Passage cité |
□ □ □ □ □ □ □
La ministre a bien du courage.
Les loups contre Taubira
Sa nomination même a été contestée par les mêmes qui ne mouftèrent pas quand Nicolas Sarkozy, il y a 5 ans, avait placé Rachida Dati à la tête du même ministère. Pour les chantres de la Droite Forte ou de la Droite Populaire, Christiane Taubira était une erreur de casting.
Rien ou presque ne lui fut épargnée. On lui contestait d'avoir été nommée, avant même qu'elle n'ait fait quoique ce soit. Pensez-vous ! Une députée originaire de Guyane ! Rappelez-vous la rumeur des drapeaux français brûlés... Ou ce député UMPiste, Jean-Paul Garraud, qui confiait publiquement « avoir mal à la France » à cause de cette nomination. Il fut battu aux législatives de juin. Mais Mme Taubira ne fut pas rancunière. Elle appuya sa nomination au poste qu'il convoitait, avocat général à Poitiers (il était anciennement magistrat).
Plus récemment, la ministre de la justice avait « commis » un long entretien au quotidien Libération, dans lequel on lisait notamment ceci: « Nous sommes aujourd’hui à 42 CEF. L’héritage de la précédente mandature prévoyait la transformation de 18 foyers supplémentaires en CEF. J’ai arrêté ça et j’ai lancé une inspection devant évaluer ces centres. » Puis ceci: « Il faut sortir du fantasme CEF. Il faut arrêter de se dire que c’est LA solution. Je ne l’ai jamais pensé ni hier, ni aujourd’hui, ni demain. ».
Immédiatement et sans surprise, la quasi-totalité des ténors de droite se jetèrent sur l'argument:
« Ce que révèlent ces faits-là, comme d'autres précédents, c'est un vrai problème d'autorité du président François Hollande sur son équipe » osa Laurent Wauquiez. Un problème d'autorité ? Mais de quels faits l'ancien ministre-godillot parlait-il ?
Eric Ciotti, directeur de campagne de François Fillon, publiait même un communiqué de presse: « Je pose aujourd'hui une question au président de la République : approuve-t-il et cautionne-t-il les propos et les projets de sa ministre? (...) En voulant supprimer les courtes peines, en revenant sur l'engagement de campagne de François Hollande de doubler le nombre de centres éducatifs fermés, Mme Taubira défend une vision idéologique, passéiste et naïve d'une justice qui refuse toute place à la sanction. »
Même un centriste comme Yves Jego se joignit au concert des procès d'intention: « J'appelle François Hollande à tenir ses promesses de campagne. Il a promis de doubler le nombre de centres éducatifs fermés, quelle est sa réaction aujourd'hui en voyant sa garde des Sceaux dire qu'elle veut revenir sur cette promesse ? »
□ □ □ □ □ □ □
(Enregistrements d'annotation par points)

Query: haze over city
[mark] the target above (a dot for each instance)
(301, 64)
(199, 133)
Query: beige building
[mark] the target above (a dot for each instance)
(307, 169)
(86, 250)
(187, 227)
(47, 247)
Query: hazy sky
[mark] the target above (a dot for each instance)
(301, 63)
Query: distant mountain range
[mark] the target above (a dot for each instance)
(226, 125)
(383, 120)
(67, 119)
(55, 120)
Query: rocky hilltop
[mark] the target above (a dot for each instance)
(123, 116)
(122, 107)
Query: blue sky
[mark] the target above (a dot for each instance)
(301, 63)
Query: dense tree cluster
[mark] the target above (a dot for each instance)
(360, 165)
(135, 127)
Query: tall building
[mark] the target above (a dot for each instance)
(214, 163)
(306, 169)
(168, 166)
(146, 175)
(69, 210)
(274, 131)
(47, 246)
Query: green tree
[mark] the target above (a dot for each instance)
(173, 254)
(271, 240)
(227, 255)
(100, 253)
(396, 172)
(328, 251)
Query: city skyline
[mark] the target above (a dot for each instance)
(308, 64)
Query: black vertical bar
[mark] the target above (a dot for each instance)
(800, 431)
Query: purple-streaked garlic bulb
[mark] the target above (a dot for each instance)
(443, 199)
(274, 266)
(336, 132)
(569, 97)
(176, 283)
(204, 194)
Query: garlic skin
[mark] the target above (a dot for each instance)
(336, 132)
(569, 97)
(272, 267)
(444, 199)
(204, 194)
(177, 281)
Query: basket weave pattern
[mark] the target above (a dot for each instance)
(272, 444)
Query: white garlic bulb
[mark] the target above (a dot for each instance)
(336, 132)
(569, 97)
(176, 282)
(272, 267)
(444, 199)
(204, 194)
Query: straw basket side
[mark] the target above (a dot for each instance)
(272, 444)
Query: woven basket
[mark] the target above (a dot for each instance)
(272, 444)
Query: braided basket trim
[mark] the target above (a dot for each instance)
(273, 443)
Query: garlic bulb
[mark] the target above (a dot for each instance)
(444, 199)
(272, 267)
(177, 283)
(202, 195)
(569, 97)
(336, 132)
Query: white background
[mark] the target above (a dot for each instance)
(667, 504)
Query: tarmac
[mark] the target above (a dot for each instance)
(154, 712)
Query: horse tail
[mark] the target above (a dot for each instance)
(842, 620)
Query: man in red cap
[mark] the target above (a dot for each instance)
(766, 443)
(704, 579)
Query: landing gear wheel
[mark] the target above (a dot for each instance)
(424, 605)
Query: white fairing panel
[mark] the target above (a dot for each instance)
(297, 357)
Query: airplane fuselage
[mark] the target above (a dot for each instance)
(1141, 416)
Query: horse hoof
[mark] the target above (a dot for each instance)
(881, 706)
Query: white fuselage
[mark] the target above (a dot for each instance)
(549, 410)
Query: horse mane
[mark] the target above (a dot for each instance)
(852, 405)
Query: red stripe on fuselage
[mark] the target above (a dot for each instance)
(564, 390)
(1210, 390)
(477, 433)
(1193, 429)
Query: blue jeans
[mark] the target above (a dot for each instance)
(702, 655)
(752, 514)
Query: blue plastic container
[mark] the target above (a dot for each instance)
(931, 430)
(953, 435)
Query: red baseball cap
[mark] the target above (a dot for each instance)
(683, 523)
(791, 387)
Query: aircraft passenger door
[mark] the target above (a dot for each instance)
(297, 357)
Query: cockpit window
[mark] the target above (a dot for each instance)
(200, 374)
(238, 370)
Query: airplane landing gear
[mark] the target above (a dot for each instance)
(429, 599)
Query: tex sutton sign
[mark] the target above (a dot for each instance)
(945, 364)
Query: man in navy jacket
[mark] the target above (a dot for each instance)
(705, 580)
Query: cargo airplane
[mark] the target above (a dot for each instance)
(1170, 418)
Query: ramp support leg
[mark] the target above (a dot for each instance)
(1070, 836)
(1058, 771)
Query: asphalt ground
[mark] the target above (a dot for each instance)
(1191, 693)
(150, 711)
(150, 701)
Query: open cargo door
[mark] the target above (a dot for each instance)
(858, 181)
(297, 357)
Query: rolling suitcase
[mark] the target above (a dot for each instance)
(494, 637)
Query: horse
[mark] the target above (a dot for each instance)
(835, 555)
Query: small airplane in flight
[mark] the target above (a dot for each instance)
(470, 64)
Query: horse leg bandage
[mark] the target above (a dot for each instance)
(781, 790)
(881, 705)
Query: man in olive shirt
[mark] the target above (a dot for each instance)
□ □ □ □ □ □ □
Consignes |
• 1. Reproduisez le texte sur Christiane Taubira en commençant par « Les loups contre » et en poursuivant jusqu'à « erreur de casting. ».
• 2. D'après le texte sur Christiane Taubira, pourquoi Eric Ciotti juge-t-il que la ministre défend une vision idéologique, passéiste et naïve de la justice ? Répondez en une à trois phrases.
Vous n'avez pas besoin de la liste.

Réponses de l'exercice |
• 1.
Les loups contre Taubira
Sa nomination même a été contestée par les mêmes qui ne mouftèrent pas quand Nicolas Sarkozy, il y a 5 ans, avait placé Rachida Dati à la tête du même ministère. Pour les chantres de la Droite Forte ou de la Droite Populaire, Christiane Taubira était une erreur de casting.

• 2. Selon Eric Ciotti, Mme Taubira veut supprimer les courtes peines. Elle revient aussi sur l'engagement de campagne de François Hollande de doubler le nombre de centres éducatifs fermés. Il y voit une justice qui refuse toute place à la sanction.